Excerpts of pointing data
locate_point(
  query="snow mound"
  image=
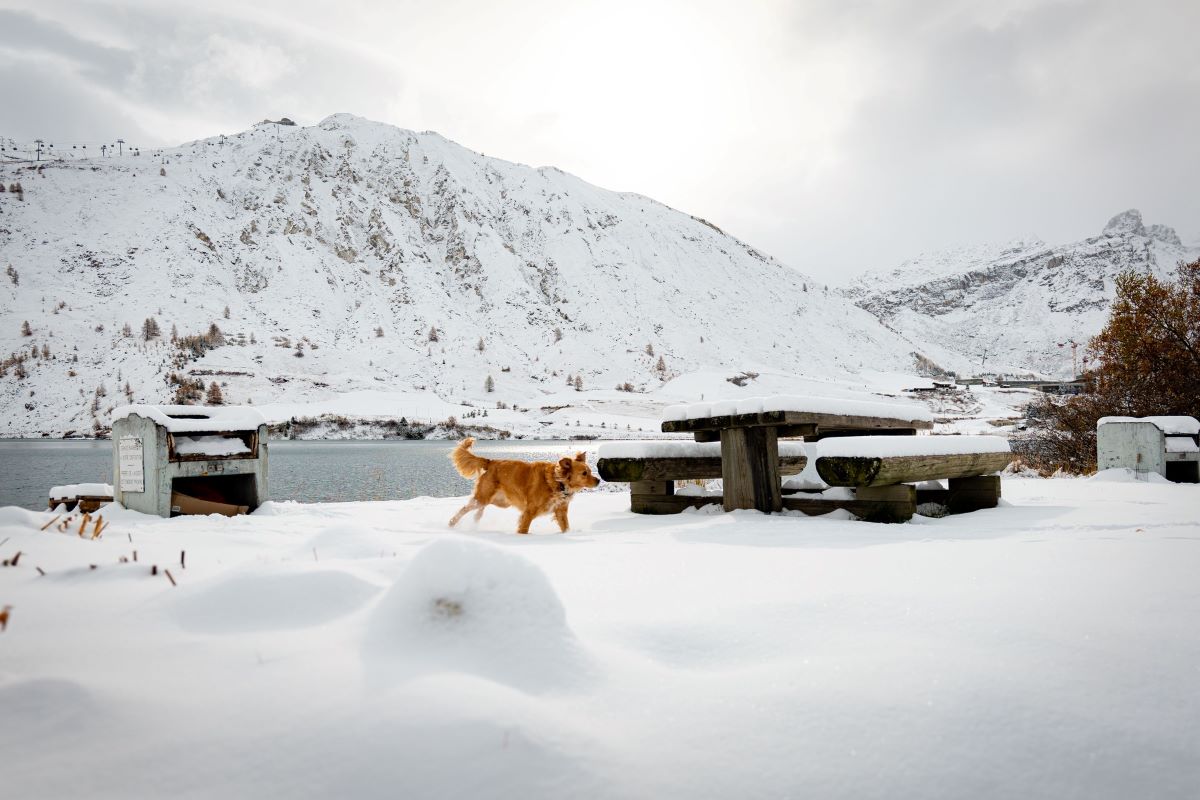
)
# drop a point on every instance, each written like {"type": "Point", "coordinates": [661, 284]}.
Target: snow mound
{"type": "Point", "coordinates": [264, 601]}
{"type": "Point", "coordinates": [466, 606]}
{"type": "Point", "coordinates": [45, 707]}
{"type": "Point", "coordinates": [1125, 475]}
{"type": "Point", "coordinates": [348, 541]}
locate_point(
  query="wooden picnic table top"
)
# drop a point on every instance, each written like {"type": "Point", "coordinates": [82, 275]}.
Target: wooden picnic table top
{"type": "Point", "coordinates": [798, 420]}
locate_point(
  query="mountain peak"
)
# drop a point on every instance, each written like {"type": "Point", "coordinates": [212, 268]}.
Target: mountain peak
{"type": "Point", "coordinates": [1127, 222]}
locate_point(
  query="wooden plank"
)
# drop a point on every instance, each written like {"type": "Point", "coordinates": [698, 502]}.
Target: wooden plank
{"type": "Point", "coordinates": [832, 433]}
{"type": "Point", "coordinates": [679, 469]}
{"type": "Point", "coordinates": [661, 488]}
{"type": "Point", "coordinates": [750, 469]}
{"type": "Point", "coordinates": [859, 470]}
{"type": "Point", "coordinates": [779, 419]}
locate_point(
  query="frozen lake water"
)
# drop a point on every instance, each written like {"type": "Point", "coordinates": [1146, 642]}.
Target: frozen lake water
{"type": "Point", "coordinates": [312, 471]}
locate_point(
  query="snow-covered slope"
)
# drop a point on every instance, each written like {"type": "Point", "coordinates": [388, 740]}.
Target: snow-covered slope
{"type": "Point", "coordinates": [355, 240]}
{"type": "Point", "coordinates": [1008, 308]}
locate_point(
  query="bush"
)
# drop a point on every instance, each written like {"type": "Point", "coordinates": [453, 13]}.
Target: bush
{"type": "Point", "coordinates": [1147, 362]}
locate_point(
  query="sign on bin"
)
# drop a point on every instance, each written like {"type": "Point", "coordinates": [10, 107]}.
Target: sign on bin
{"type": "Point", "coordinates": [130, 450]}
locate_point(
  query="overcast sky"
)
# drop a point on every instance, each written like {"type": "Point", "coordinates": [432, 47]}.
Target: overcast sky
{"type": "Point", "coordinates": [837, 134]}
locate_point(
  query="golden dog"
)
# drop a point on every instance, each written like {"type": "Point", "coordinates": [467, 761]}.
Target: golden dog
{"type": "Point", "coordinates": [532, 487]}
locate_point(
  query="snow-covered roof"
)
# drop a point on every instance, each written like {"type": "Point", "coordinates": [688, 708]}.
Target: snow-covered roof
{"type": "Point", "coordinates": [892, 446]}
{"type": "Point", "coordinates": [1180, 426]}
{"type": "Point", "coordinates": [82, 489]}
{"type": "Point", "coordinates": [196, 419]}
{"type": "Point", "coordinates": [798, 403]}
{"type": "Point", "coordinates": [681, 449]}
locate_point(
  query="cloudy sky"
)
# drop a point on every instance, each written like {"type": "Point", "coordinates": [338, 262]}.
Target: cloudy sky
{"type": "Point", "coordinates": [838, 134]}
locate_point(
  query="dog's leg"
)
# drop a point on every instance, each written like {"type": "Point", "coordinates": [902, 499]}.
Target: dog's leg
{"type": "Point", "coordinates": [471, 505]}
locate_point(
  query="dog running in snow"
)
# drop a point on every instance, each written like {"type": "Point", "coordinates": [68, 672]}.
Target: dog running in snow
{"type": "Point", "coordinates": [531, 487]}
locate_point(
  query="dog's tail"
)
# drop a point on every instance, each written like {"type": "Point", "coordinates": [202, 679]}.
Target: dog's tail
{"type": "Point", "coordinates": [466, 462]}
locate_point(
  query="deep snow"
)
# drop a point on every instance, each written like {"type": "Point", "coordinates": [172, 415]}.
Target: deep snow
{"type": "Point", "coordinates": [1041, 649]}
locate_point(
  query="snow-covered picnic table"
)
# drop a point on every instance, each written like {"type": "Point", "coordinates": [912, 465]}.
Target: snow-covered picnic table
{"type": "Point", "coordinates": [749, 432]}
{"type": "Point", "coordinates": [869, 447]}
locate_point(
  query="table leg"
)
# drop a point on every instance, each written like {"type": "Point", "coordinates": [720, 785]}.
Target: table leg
{"type": "Point", "coordinates": [750, 469]}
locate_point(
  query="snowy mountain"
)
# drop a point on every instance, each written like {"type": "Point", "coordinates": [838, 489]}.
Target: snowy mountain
{"type": "Point", "coordinates": [1008, 308]}
{"type": "Point", "coordinates": [359, 268]}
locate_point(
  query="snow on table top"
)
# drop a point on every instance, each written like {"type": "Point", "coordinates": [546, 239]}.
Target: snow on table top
{"type": "Point", "coordinates": [805, 404]}
{"type": "Point", "coordinates": [213, 417]}
{"type": "Point", "coordinates": [898, 446]}
{"type": "Point", "coordinates": [82, 489]}
{"type": "Point", "coordinates": [1181, 444]}
{"type": "Point", "coordinates": [1187, 426]}
{"type": "Point", "coordinates": [681, 449]}
{"type": "Point", "coordinates": [210, 446]}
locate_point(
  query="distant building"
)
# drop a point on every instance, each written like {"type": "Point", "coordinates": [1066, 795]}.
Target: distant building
{"type": "Point", "coordinates": [1168, 445]}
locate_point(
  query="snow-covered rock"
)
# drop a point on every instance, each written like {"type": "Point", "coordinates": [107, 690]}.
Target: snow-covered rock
{"type": "Point", "coordinates": [1018, 307]}
{"type": "Point", "coordinates": [354, 257]}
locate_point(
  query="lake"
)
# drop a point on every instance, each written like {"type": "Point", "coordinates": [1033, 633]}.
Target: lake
{"type": "Point", "coordinates": [310, 471]}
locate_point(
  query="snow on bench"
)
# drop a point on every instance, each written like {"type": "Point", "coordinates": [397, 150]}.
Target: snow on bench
{"type": "Point", "coordinates": [681, 449]}
{"type": "Point", "coordinates": [887, 461]}
{"type": "Point", "coordinates": [802, 404]}
{"type": "Point", "coordinates": [905, 446]}
{"type": "Point", "coordinates": [635, 462]}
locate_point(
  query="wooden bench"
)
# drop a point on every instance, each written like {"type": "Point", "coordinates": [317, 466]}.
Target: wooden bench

WHAT YOU HAVE TO DO
The pictures should not appear in the copy; every other part of the records above must be returned exactly.

CORRECT RESPONSE
locate_point(
  query="snow mound"
  image=
)
# drop a point on every instance, each written like {"type": "Point", "coordinates": [661, 284]}.
Target: snow mound
{"type": "Point", "coordinates": [264, 601]}
{"type": "Point", "coordinates": [466, 606]}
{"type": "Point", "coordinates": [45, 707]}
{"type": "Point", "coordinates": [1125, 475]}
{"type": "Point", "coordinates": [348, 541]}
locate_point(
  query="wooden picnic table top"
)
# drop a point on every instance, each written like {"type": "Point", "coordinates": [82, 275]}.
Target: wooden picnic table top
{"type": "Point", "coordinates": [798, 420]}
locate_point(
  query="mountain peak"
)
# drop a point on every instance, each written like {"type": "Point", "coordinates": [212, 268]}.
Target: mountain peak
{"type": "Point", "coordinates": [1127, 222]}
locate_point(
  query="wooden plank"
)
# drop a point on every instance, each written like {"type": "Point", "coordinates": [698, 502]}.
Target: wooden plank
{"type": "Point", "coordinates": [832, 433]}
{"type": "Point", "coordinates": [679, 469]}
{"type": "Point", "coordinates": [661, 488]}
{"type": "Point", "coordinates": [750, 469]}
{"type": "Point", "coordinates": [859, 470]}
{"type": "Point", "coordinates": [779, 419]}
locate_point(
  query="frozen lake water"
)
# drop a point on every instance, each written like {"type": "Point", "coordinates": [1146, 642]}.
Target: frozen lake water
{"type": "Point", "coordinates": [312, 471]}
locate_point(
  query="snow-covered slope"
)
# drop a point on every instance, each written like {"type": "Point", "coordinates": [388, 740]}.
Target: snow-covered slope
{"type": "Point", "coordinates": [355, 240]}
{"type": "Point", "coordinates": [1008, 308]}
locate_point(
  query="bush"
)
# drop a point on every instance, each written like {"type": "Point", "coordinates": [453, 13]}.
Target: bush
{"type": "Point", "coordinates": [1147, 362]}
locate_point(
  query="sign on bin"
)
# drop a point on every instance, each written like {"type": "Point", "coordinates": [10, 107]}.
Target: sign on bin
{"type": "Point", "coordinates": [130, 450]}
locate_point(
  query="overcast sky"
)
# drop a point on every instance, each written like {"type": "Point", "coordinates": [432, 47]}.
Target: overcast sky
{"type": "Point", "coordinates": [837, 134]}
locate_point(
  query="golden dog"
)
# drop a point on every instance, each written like {"type": "Point", "coordinates": [467, 761]}.
Target: golden dog
{"type": "Point", "coordinates": [532, 487]}
locate_point(
  query="snow-covered roof"
)
# drop a point on every instance, each written like {"type": "Point", "coordinates": [688, 708]}.
Target: snow-covered roof
{"type": "Point", "coordinates": [892, 446]}
{"type": "Point", "coordinates": [1180, 426]}
{"type": "Point", "coordinates": [82, 489]}
{"type": "Point", "coordinates": [196, 419]}
{"type": "Point", "coordinates": [798, 403]}
{"type": "Point", "coordinates": [681, 449]}
locate_point(
  query="cloudy sky"
)
# drop a point on every instance, each written like {"type": "Point", "coordinates": [338, 262]}.
Target: cloudy sky
{"type": "Point", "coordinates": [838, 134]}
locate_point(
  query="dog's leg"
)
# drop a point on every instance, each written like {"type": "Point", "coordinates": [902, 499]}.
Target: dog's leg
{"type": "Point", "coordinates": [471, 505]}
locate_point(
  query="dog running in snow"
)
# drop a point on every instance, each written like {"type": "Point", "coordinates": [68, 672]}.
Target: dog running in snow
{"type": "Point", "coordinates": [531, 487]}
locate_point(
  query="dog's tail"
)
# drop a point on every instance, each written like {"type": "Point", "coordinates": [202, 679]}.
Target: dog's tail
{"type": "Point", "coordinates": [466, 462]}
locate_point(
  query="deep snow"
)
# drop a point on every instance, each written like {"type": "Point", "coordinates": [172, 415]}.
Target: deep snow
{"type": "Point", "coordinates": [1041, 649]}
locate_point(
  query="snow-covered picnic table"
)
# drop a point on every instance, each written like {"type": "Point", "coordinates": [912, 465]}.
Target: snow-covered picnic table
{"type": "Point", "coordinates": [749, 432]}
{"type": "Point", "coordinates": [869, 447]}
locate_point(
  query="table leg"
)
# drop a point on every instance, each written like {"type": "Point", "coordinates": [720, 785]}.
Target: table leg
{"type": "Point", "coordinates": [750, 469]}
locate_point(
  query="snowy mountain"
)
# drop a point on every instance, each written like {"type": "Point", "coordinates": [838, 489]}.
Target: snowy mountain
{"type": "Point", "coordinates": [1008, 308]}
{"type": "Point", "coordinates": [359, 268]}
locate_point(
  query="snow on table top"
)
# drop a point on every instance, each written like {"type": "Point", "coordinates": [546, 239]}.
Target: snow on table top
{"type": "Point", "coordinates": [805, 404]}
{"type": "Point", "coordinates": [213, 417]}
{"type": "Point", "coordinates": [898, 446]}
{"type": "Point", "coordinates": [82, 489]}
{"type": "Point", "coordinates": [1181, 444]}
{"type": "Point", "coordinates": [1187, 426]}
{"type": "Point", "coordinates": [681, 449]}
{"type": "Point", "coordinates": [210, 446]}
locate_point(
  query="distant building"
)
# drop a point on every instance, each written like {"type": "Point", "coordinates": [1066, 795]}.
Target: distant building
{"type": "Point", "coordinates": [1168, 445]}
locate_point(
  query="snow-covered rock"
)
# drop a point on every instance, each written like {"type": "Point", "coordinates": [107, 690]}.
Target: snow-covered rock
{"type": "Point", "coordinates": [1018, 307]}
{"type": "Point", "coordinates": [354, 257]}
locate_point(
  query="lake"
)
# drop a point on every instance, each written like {"type": "Point", "coordinates": [1033, 633]}.
Target: lake
{"type": "Point", "coordinates": [310, 471]}
locate_point(
  query="snow on bench"
)
# drop a point on every instance, each written like {"type": "Point", "coordinates": [397, 150]}.
Target: snow on bench
{"type": "Point", "coordinates": [681, 449]}
{"type": "Point", "coordinates": [887, 461]}
{"type": "Point", "coordinates": [802, 404]}
{"type": "Point", "coordinates": [905, 446]}
{"type": "Point", "coordinates": [635, 462]}
locate_point(
  query="wooden bench"
)
# drop a point on every instance, each written like {"type": "Point", "coordinates": [317, 466]}.
Target: wooden bench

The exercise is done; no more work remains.